=== Цель задания ===
Перепишите слово в слово часть текста о Козинцеве, начиная со слов «Очень хороший режиссёр» и дальше до слов «безусловно, предвзятое мнение.» включительно.

=== Отрывок текста ===
::::::::::

Услышала замечательную фразу из Козинцева: «В эвакуации я узнал, что значит быть богатым. Это когда у тебя пальто – отдельно, а одеяло – отдельно».

 

Очень хороший режиссёр был Козинцев. Но я знаю, что роковым образом портило его фильмы. Это музыка Шостаковича.

 

Нет, не то чтобы я имела что-то против Шостаковича. Отнюдь нет, даже совсем наоборот. Просто было бы лучше, если бы Шостакович был отдельно, а Гамлет и Король Лир – отдельно.

 

Впрочем, это моё субъективное и, безусловно, предвзятое мнение.

::::::::::

=== Листинг ===

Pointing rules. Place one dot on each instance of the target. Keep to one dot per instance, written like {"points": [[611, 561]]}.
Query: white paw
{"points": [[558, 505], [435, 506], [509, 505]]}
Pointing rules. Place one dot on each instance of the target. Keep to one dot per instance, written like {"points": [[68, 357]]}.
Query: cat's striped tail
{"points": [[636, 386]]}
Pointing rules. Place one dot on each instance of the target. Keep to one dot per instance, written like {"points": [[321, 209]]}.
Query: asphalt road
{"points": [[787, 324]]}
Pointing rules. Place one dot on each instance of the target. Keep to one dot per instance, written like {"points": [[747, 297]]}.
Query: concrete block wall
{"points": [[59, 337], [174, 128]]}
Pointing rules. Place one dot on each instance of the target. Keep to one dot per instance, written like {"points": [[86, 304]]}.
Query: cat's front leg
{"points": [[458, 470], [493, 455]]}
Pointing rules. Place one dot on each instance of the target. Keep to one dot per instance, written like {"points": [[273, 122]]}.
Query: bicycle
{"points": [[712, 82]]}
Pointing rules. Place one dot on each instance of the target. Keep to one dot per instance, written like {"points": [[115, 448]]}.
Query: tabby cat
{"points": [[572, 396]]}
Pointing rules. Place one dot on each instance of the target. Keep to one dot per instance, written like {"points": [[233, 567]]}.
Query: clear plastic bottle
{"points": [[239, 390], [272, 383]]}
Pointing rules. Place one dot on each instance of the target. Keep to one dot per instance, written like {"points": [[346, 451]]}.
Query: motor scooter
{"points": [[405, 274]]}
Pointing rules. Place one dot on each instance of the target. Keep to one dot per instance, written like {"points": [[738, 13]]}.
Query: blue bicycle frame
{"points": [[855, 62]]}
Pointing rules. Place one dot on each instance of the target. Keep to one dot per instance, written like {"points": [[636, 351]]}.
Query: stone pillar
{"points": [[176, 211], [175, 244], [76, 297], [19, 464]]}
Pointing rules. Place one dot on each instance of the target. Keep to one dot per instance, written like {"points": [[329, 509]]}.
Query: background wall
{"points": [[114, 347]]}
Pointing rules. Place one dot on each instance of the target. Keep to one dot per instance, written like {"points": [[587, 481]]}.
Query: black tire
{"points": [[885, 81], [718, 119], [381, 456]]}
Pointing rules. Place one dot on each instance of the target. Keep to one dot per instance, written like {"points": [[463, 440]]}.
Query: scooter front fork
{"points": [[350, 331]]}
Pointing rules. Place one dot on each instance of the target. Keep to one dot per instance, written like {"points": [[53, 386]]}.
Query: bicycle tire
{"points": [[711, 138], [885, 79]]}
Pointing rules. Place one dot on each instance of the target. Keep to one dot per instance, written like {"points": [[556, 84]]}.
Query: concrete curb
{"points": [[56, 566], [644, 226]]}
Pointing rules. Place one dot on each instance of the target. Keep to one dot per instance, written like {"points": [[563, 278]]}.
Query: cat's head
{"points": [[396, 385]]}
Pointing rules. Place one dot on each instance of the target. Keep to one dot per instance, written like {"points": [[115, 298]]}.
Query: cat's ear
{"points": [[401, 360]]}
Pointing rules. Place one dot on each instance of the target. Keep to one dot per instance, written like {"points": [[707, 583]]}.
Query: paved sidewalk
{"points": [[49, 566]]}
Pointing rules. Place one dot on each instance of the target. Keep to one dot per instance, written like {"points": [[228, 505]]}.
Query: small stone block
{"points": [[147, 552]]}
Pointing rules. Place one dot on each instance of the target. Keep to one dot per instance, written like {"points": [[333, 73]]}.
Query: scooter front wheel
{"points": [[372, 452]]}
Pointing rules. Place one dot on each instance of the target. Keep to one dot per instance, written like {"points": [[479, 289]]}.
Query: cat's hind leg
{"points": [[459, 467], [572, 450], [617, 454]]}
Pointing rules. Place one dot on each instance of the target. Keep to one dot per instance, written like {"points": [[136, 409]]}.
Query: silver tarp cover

::::::::::

=== Ответ к заданию ===
Очень хороший режиссёр был Козинцев. Но я знаю, что роковым образом портило его фильмы. Это музыка Шостаковича.

 

Нет, не то чтобы я имела что-то против Шостаковича. Отнюдь нет, даже совсем наоборот. Просто было бы лучше, если бы Шостакович был отдельно, а Гамлет и Король Лир – отдельно.

 

Впрочем, это моё субъективное и, безусловно, предвзятое мнение.